[Location labeling records]
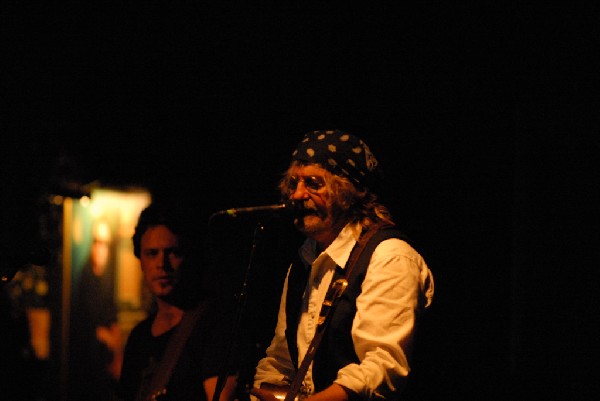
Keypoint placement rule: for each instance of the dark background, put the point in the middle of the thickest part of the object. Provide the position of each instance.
(485, 120)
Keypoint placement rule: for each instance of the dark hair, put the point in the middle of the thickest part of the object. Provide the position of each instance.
(162, 214)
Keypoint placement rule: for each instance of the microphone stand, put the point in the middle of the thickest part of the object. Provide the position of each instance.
(242, 297)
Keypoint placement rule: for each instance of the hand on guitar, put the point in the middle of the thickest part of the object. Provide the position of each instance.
(270, 392)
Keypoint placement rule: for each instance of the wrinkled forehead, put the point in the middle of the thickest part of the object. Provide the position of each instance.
(308, 170)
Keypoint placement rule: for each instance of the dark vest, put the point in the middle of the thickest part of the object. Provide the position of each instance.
(336, 349)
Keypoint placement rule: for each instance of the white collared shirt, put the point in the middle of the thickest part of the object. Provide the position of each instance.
(397, 285)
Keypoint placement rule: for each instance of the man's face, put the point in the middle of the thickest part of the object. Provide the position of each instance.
(308, 186)
(160, 258)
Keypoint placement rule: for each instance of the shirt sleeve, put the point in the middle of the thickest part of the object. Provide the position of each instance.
(385, 320)
(276, 367)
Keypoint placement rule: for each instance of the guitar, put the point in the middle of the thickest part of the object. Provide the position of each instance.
(272, 392)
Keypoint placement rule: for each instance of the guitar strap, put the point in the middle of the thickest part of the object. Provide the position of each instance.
(157, 387)
(335, 291)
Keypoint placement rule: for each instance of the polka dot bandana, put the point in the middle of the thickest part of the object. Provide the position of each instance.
(339, 152)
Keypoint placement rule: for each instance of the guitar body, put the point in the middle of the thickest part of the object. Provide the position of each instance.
(272, 390)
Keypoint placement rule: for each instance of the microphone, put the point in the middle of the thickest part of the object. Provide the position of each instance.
(286, 207)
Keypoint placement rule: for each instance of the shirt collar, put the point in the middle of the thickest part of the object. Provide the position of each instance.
(339, 250)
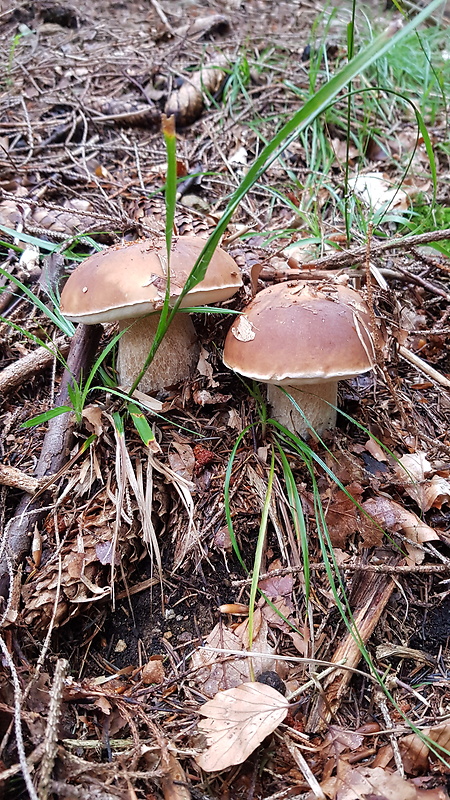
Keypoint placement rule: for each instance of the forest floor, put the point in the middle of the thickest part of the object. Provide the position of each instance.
(107, 657)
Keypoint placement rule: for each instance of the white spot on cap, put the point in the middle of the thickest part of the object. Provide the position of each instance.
(244, 330)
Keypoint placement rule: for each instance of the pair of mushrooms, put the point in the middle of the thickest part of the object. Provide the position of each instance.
(301, 338)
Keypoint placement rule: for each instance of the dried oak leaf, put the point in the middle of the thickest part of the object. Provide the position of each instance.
(236, 722)
(393, 517)
(216, 671)
(379, 783)
(415, 751)
(344, 518)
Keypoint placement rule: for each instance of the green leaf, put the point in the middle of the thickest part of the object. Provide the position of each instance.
(141, 424)
(53, 412)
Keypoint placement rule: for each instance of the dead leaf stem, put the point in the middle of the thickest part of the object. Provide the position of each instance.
(54, 453)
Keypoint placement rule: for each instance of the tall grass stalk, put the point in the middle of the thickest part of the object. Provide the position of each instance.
(289, 131)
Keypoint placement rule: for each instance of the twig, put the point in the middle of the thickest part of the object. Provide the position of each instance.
(18, 722)
(51, 731)
(369, 596)
(423, 282)
(394, 743)
(54, 453)
(29, 365)
(304, 768)
(10, 476)
(422, 366)
(386, 569)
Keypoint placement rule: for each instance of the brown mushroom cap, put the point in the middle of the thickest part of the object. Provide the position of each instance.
(293, 334)
(130, 281)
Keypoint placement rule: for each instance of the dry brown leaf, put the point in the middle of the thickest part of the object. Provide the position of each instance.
(153, 672)
(205, 368)
(237, 721)
(338, 740)
(174, 775)
(278, 585)
(187, 102)
(375, 450)
(93, 416)
(354, 784)
(344, 519)
(415, 751)
(217, 672)
(183, 461)
(412, 471)
(393, 517)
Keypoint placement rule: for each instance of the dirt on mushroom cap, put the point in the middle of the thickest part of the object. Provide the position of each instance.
(296, 331)
(130, 281)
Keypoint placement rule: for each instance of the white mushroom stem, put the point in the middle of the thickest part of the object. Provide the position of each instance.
(313, 399)
(174, 361)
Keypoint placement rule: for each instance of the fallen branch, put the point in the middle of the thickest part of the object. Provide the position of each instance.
(422, 366)
(384, 569)
(356, 255)
(54, 454)
(368, 600)
(13, 376)
(10, 476)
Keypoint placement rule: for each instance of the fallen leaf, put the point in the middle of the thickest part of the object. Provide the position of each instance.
(205, 368)
(173, 776)
(344, 519)
(183, 461)
(237, 721)
(187, 102)
(393, 517)
(367, 782)
(412, 471)
(375, 450)
(415, 751)
(215, 672)
(153, 672)
(278, 585)
(93, 416)
(376, 192)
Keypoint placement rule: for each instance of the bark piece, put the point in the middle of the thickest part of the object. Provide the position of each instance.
(370, 594)
(15, 374)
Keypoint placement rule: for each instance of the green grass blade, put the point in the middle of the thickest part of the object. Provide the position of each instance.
(50, 414)
(226, 491)
(259, 553)
(141, 424)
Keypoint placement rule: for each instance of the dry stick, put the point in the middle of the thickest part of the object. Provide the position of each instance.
(51, 733)
(369, 598)
(13, 376)
(358, 254)
(54, 453)
(383, 569)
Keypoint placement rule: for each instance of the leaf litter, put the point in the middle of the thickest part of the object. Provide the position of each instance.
(146, 650)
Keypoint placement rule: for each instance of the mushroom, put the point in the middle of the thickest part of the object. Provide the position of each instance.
(304, 339)
(128, 283)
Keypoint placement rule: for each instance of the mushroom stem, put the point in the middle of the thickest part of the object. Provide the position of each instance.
(313, 399)
(175, 359)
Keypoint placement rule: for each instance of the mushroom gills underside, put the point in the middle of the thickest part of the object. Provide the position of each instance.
(174, 361)
(313, 399)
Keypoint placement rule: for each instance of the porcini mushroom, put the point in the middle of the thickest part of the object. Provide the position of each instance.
(128, 283)
(304, 339)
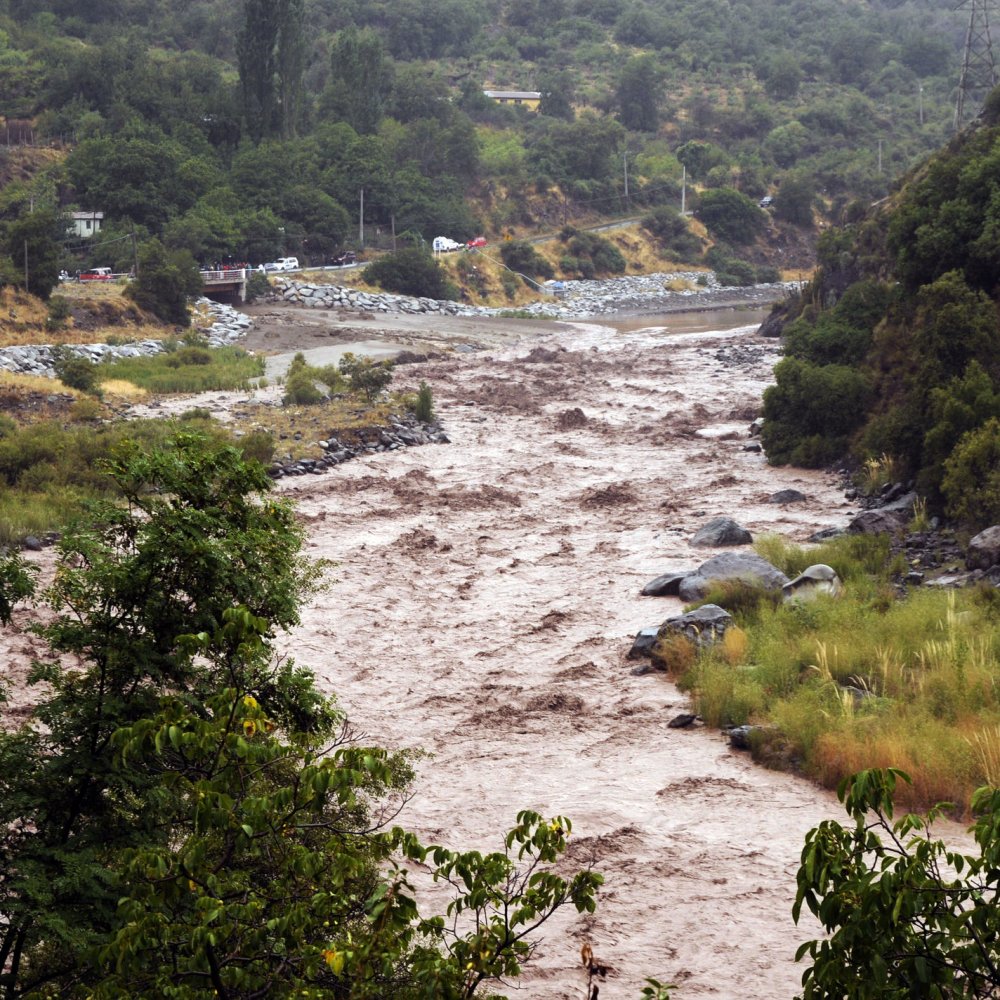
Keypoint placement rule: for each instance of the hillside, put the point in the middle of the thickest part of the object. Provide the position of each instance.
(893, 349)
(226, 133)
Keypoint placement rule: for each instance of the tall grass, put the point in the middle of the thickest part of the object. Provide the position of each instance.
(192, 370)
(862, 680)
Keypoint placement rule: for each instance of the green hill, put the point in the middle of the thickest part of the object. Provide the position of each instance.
(893, 350)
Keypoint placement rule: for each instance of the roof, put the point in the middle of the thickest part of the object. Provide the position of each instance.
(524, 95)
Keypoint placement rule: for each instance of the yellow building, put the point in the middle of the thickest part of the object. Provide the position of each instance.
(524, 98)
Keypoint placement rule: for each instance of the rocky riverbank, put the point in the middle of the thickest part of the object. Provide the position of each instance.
(570, 300)
(226, 325)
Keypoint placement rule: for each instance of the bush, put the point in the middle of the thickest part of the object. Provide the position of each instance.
(366, 375)
(903, 914)
(424, 408)
(165, 281)
(522, 257)
(672, 232)
(300, 388)
(59, 312)
(730, 215)
(971, 483)
(408, 272)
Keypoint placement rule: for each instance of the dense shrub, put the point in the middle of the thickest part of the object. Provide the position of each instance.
(408, 272)
(672, 232)
(971, 482)
(811, 412)
(522, 257)
(730, 215)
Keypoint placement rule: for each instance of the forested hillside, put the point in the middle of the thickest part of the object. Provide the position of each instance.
(252, 127)
(893, 353)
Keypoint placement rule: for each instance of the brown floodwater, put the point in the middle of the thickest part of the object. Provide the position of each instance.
(486, 593)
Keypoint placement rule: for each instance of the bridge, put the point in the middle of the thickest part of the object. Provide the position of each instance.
(229, 284)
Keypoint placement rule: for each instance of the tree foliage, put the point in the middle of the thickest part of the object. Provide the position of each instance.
(408, 272)
(183, 814)
(166, 280)
(904, 915)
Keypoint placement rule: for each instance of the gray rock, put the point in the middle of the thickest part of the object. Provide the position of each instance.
(825, 534)
(878, 522)
(643, 643)
(741, 737)
(787, 496)
(664, 586)
(704, 626)
(984, 549)
(731, 566)
(721, 531)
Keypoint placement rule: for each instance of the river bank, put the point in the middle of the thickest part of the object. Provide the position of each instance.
(485, 595)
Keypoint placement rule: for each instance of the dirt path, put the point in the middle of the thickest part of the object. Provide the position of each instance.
(486, 594)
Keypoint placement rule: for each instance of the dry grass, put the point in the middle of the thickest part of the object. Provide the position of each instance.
(12, 383)
(118, 390)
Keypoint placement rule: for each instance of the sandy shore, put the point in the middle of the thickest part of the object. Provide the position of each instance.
(485, 595)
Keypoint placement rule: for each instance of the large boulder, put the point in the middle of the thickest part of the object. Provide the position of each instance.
(704, 626)
(731, 566)
(721, 531)
(984, 549)
(664, 586)
(878, 522)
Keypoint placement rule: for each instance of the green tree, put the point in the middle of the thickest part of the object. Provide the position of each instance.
(366, 374)
(189, 536)
(730, 215)
(34, 245)
(781, 75)
(165, 281)
(408, 272)
(794, 201)
(361, 80)
(904, 915)
(180, 808)
(971, 479)
(255, 53)
(639, 93)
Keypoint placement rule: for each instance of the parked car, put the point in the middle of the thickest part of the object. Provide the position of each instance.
(283, 264)
(442, 244)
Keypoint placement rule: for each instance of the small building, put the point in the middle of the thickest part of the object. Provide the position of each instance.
(87, 223)
(523, 98)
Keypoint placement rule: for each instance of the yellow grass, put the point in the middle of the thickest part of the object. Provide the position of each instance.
(11, 382)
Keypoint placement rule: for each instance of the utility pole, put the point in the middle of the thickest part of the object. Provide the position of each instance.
(135, 254)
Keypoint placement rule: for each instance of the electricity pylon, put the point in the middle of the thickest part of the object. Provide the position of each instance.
(979, 74)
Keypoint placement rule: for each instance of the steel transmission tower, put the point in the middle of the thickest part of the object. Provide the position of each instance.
(979, 74)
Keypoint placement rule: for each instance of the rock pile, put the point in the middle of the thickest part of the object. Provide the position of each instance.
(402, 432)
(576, 299)
(227, 326)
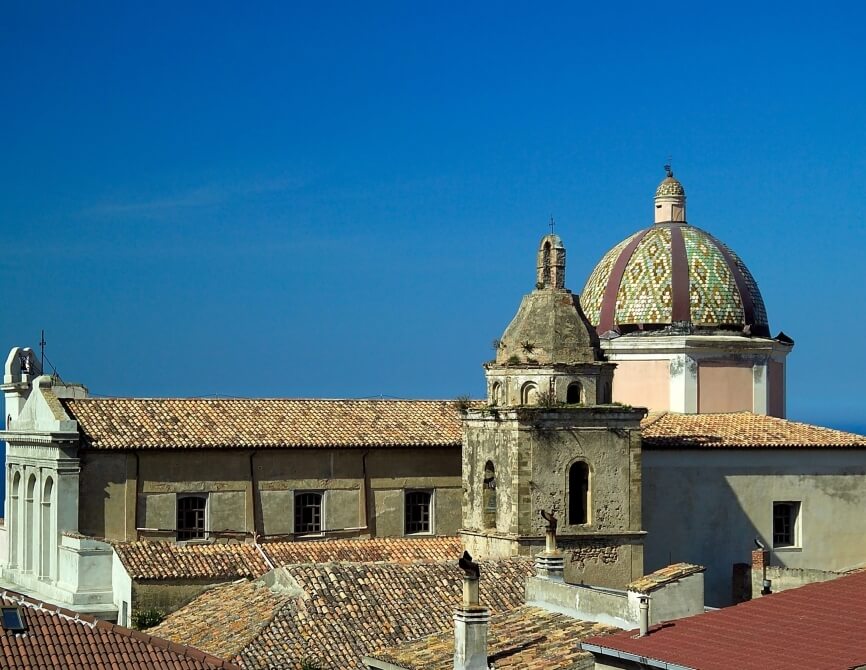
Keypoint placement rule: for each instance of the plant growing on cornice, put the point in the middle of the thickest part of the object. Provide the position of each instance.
(147, 618)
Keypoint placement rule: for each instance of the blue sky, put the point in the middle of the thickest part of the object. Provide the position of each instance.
(344, 200)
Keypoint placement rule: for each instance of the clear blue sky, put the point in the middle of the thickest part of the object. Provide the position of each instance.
(344, 199)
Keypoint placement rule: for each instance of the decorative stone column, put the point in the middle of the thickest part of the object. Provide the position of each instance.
(550, 564)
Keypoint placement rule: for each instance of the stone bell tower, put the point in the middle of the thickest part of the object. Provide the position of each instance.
(549, 438)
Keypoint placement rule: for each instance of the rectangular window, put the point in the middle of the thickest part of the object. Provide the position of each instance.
(418, 512)
(786, 524)
(308, 512)
(191, 517)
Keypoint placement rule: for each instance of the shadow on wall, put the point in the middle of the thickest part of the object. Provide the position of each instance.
(697, 519)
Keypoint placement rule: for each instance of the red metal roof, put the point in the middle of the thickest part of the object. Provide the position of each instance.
(820, 627)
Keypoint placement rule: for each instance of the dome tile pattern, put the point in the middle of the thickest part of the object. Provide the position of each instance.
(638, 281)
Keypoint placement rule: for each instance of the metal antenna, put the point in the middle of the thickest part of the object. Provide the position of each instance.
(42, 344)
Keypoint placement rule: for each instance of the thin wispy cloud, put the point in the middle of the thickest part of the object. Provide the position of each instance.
(200, 197)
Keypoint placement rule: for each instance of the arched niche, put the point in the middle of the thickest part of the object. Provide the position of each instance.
(579, 493)
(489, 502)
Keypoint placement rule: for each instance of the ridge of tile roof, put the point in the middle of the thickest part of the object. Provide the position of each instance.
(818, 626)
(666, 575)
(58, 638)
(736, 430)
(343, 610)
(179, 423)
(525, 638)
(153, 559)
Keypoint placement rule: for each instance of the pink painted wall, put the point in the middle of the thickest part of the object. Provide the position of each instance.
(776, 380)
(642, 384)
(725, 387)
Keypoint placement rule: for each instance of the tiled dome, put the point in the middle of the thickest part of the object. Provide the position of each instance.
(673, 273)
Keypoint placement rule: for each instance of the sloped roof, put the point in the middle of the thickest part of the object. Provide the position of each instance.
(819, 626)
(525, 638)
(57, 638)
(737, 430)
(341, 611)
(147, 559)
(178, 423)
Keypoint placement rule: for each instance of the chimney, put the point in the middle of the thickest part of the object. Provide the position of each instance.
(760, 563)
(470, 628)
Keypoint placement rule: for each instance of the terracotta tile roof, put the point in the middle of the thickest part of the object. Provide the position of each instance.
(671, 573)
(57, 638)
(528, 638)
(341, 611)
(736, 430)
(148, 559)
(165, 560)
(390, 549)
(818, 626)
(176, 423)
(237, 613)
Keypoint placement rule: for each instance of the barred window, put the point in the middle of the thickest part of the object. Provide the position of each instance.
(308, 512)
(418, 512)
(191, 517)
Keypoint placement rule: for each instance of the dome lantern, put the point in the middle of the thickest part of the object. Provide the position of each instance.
(670, 200)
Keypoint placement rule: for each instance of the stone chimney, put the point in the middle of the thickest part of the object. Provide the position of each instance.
(470, 627)
(760, 563)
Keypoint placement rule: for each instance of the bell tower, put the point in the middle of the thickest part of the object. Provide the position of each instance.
(550, 438)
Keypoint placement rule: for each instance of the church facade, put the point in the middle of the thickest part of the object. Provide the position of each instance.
(563, 428)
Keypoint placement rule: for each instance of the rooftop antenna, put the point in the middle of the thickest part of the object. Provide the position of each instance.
(42, 344)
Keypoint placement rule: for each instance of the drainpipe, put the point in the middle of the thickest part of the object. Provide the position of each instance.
(644, 615)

== Problem to solve ==
Print only the lines from the one with "Keypoint placement rule: for each instance of the chimney, put" to the end of the records, both included.

== Right answer ==
Keypoint placement rule: for each instance of the chimney, put the point in the middle of the thickest part of the object. Provide the position of each instance.
(760, 563)
(470, 628)
Keypoint placement rule: for each instance of the terracotta tile roof, put the point in the middle of the thickest part of the object. Provide the position of each instance.
(671, 573)
(57, 638)
(528, 638)
(341, 611)
(736, 430)
(148, 559)
(165, 560)
(390, 549)
(818, 626)
(176, 423)
(237, 613)
Keypoint placement rule: for each instance of the barred window, put the point in the middle of the thickest part of the object. Provide the position of each instance.
(308, 512)
(418, 512)
(191, 517)
Keypoint placement rule: for each instance of the dome lantern, put the point in the middle of the thickest part of the object. Provide the position of each instance.
(670, 200)
Keypoint placement rule: for each instance of the stone chimney, put the point in the middle of the thickest part of the object. Provide the position of each instance.
(470, 627)
(760, 563)
Keypoint placement rule: for each instance of the bell tower, put the point in the middle of the thickest part of the object. Provide the position of each instance.
(550, 438)
Keypoint placement rule: for each instance of the church facade, put the point in the middle of the thickest part of the object. Provide the position of each instance.
(563, 428)
Keypoint placement rule: for each instance of the rooftop antenna, put the point in the middle of the thickest part of the object. Provide the position of each instance.
(42, 344)
Keypoint placement rule: for each instance of the drainpipe, put the point in the middle of the thickest part of the object. Provide the position of each instance.
(644, 615)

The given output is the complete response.